── Data shown

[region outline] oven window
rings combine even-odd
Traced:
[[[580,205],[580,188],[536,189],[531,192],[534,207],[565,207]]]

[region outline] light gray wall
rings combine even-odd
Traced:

────
── Data shown

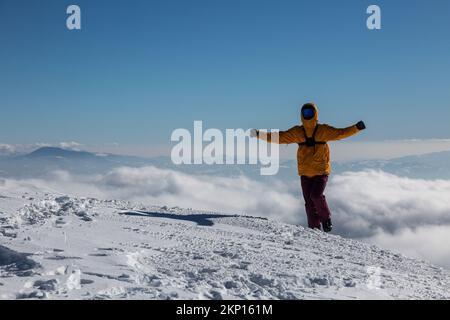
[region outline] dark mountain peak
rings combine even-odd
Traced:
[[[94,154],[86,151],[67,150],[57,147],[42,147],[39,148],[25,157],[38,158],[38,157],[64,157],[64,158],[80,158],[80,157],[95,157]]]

────

Report all lines in the listing above that contain the word "outline".

Result of this exercise.
[region outline] oven window
[region outline] light gray wall
[region outline] dark mountain peak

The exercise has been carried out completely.